# Work instructions
Repeat the entire listing below exactly.
□ □ □
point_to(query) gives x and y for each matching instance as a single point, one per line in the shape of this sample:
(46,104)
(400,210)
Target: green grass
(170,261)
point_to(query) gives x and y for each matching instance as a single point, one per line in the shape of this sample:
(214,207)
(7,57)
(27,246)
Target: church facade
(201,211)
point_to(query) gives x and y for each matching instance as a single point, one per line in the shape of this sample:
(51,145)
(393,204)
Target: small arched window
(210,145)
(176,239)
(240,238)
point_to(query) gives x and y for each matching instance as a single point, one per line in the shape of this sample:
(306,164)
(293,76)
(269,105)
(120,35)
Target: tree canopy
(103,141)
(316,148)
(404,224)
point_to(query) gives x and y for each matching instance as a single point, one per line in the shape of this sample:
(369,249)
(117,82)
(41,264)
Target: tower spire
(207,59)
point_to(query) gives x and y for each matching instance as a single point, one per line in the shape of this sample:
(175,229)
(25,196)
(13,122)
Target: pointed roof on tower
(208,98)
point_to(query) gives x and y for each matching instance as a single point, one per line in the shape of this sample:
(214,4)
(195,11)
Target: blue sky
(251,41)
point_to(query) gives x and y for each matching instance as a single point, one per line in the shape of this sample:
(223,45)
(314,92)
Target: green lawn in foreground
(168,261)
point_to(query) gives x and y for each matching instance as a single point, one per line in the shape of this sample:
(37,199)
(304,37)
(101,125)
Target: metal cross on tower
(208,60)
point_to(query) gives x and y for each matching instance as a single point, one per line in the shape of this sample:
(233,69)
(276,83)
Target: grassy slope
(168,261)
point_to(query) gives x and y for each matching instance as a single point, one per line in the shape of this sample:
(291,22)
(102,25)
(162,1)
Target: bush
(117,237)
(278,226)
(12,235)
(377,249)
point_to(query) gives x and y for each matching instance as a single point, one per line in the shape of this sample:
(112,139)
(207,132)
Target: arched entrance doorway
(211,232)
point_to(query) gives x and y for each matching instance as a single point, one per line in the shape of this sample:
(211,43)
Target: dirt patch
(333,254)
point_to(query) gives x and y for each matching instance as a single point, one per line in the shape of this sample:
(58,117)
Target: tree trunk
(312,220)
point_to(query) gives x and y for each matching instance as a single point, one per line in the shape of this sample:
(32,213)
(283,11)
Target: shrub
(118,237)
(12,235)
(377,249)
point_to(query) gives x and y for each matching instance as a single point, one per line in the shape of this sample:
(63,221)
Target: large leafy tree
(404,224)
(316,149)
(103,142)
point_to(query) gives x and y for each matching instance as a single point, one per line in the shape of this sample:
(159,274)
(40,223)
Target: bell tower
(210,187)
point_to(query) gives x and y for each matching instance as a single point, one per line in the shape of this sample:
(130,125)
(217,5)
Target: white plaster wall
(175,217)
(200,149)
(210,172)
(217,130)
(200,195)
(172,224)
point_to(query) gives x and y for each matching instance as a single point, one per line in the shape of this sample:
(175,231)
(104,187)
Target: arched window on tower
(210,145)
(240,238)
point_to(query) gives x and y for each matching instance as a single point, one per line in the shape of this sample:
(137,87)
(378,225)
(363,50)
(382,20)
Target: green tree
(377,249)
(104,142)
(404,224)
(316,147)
□ □ □
# Your solution
point_to(query) gives x and y for each matching instance as a single point, one per line in the shape of this sample:
(46,104)
(400,210)
Target: green grass
(170,261)
point_to(query) gives x and y for each matching instance as a single point, one per line in the shape of this sample:
(214,207)
(7,57)
(27,246)
Target: church facade
(201,211)
point_to(query) gives x and y for each matching instance as a single point, one per line in the shape of this sample:
(51,145)
(393,204)
Target: small arched window
(210,145)
(176,239)
(240,238)
point_to(query) gives x and y for each matching instance as a single point, one per line in the shape of this sample:
(306,164)
(293,76)
(269,105)
(120,35)
Target: tree canopy
(103,141)
(316,148)
(404,224)
point_to(query) gives x and y for each matching instance as a single point, one per line in the shape of this sample:
(369,249)
(117,82)
(41,264)
Target: tower spire
(207,59)
point_to(query) gives x and y for each matching instance as a single point, one per line in the shape of this sample:
(175,229)
(25,196)
(13,122)
Target: pointed roof on tower
(208,98)
point_to(query) gives x and y for each matching instance as a single point, one per line in the shape of this sample:
(214,4)
(195,11)
Target: blue sky
(251,41)
point_to(query) gives x and y for each matching instance as a single point, one per line in the shape of this sample:
(223,45)
(314,92)
Target: green lawn in foreground
(168,261)
point_to(query) gives x and y for each matching instance as a single point, one per line in the shape of this sample:
(37,199)
(304,37)
(101,125)
Target: metal cross on tower
(208,60)
point_to(query) gives x and y for each matching instance as a single point, one per line in the shape of this sample:
(233,69)
(276,83)
Target: grassy slope
(168,261)
point_to(query) gives x and y for each matching instance as a single point, one per line in the shape of this sample:
(291,22)
(102,25)
(162,1)
Target: bush
(117,237)
(278,226)
(12,235)
(377,249)
point_to(query) gives x and y for each matching instance as a single point, one per line in the shape of this sample:
(112,139)
(207,132)
Target: arched entrance doorway
(211,232)
point_to(query) gives x and y for each matching instance as a single point, one per line in the shape of this sample:
(211,43)
Target: dirt patch
(333,254)
point_to(query) gives x and y for each matching instance as a single point, one per line in the shape of this sample:
(58,117)
Target: tree trunk
(312,220)
point_to(query) gives x and y for each matching instance as a single point, one per line in the shape of this sample:
(32,213)
(283,11)
Target: shrub
(118,237)
(12,235)
(377,249)
point_to(query) gives x and y for each matching instance as a single point, one per line in the shape of this sample:
(63,221)
Target: large leafy tree
(404,224)
(316,149)
(103,142)
point_to(query) gives x and y for each matching instance as a single point, one per line in the shape of this sample:
(159,274)
(40,223)
Target: bell tower
(210,187)
point_to(query) gives x and y for each matching instance as a single point, one per line in the shape of this sample:
(130,125)
(217,5)
Target: white plaster wall
(175,217)
(200,149)
(210,172)
(217,130)
(200,195)
(172,224)
point_to(query) gives x and y for each matching instance as a single point, one per line in the shape of this sample:
(175,231)
(104,187)
Target: arched window on tower
(210,145)
(240,238)
point_to(query) gives x and y for each matching instance as a single point, one per line in the shape of this sample:
(137,87)
(378,225)
(363,50)
(382,20)
Target: green tree
(377,249)
(104,142)
(404,224)
(316,147)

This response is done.